§ Exercise
Without the pictures, give every record again exactly.

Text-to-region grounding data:
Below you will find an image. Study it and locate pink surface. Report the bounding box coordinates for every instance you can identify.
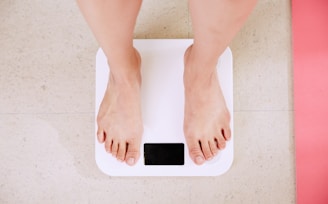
[292,0,328,203]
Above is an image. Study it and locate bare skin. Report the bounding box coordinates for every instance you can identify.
[77,0,143,166]
[183,45,231,165]
[183,0,257,165]
[97,49,143,165]
[77,0,257,166]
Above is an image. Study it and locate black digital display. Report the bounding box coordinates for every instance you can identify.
[144,143,184,165]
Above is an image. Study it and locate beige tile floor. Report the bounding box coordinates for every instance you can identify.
[0,0,294,203]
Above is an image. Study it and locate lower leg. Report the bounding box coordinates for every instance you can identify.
[184,0,257,165]
[77,0,143,165]
[77,0,142,80]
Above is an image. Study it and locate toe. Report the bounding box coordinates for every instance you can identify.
[116,142,127,161]
[187,139,205,165]
[104,137,113,153]
[200,140,213,160]
[125,139,141,166]
[222,127,232,141]
[216,134,226,150]
[111,140,119,157]
[209,139,219,156]
[97,128,105,143]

§ Exercise solution
Below you will find an image. Study it and locate pink surface. Report the bounding box coordinates for every instance you can identify.
[292,0,328,203]
Above is an image. Study it and locate bare skin. Report the bounding box coordinates for every instance you can identify.
[77,0,143,166]
[183,45,231,165]
[183,0,257,165]
[97,49,143,165]
[77,0,257,166]
Above is an image. Study it and locate black digital display. Report the bounding box coordinates for every instance you can identify.
[144,143,184,165]
Above is an image. Study it and locate beige tile floor. Report the bounding box coordinates for every instance you can identify.
[0,0,294,203]
Above is an image. Study it and locate lower leg. Report the bounding box coordinates for every instance you can identify.
[184,0,257,165]
[77,0,143,165]
[77,0,142,80]
Above is an image. Study it and locate toe. Report the bounding box coordinates for every instance you can identify.
[116,142,127,161]
[187,139,205,165]
[104,137,113,153]
[200,140,213,160]
[125,139,141,166]
[222,127,232,141]
[216,134,226,150]
[111,140,119,157]
[209,139,219,156]
[97,128,105,143]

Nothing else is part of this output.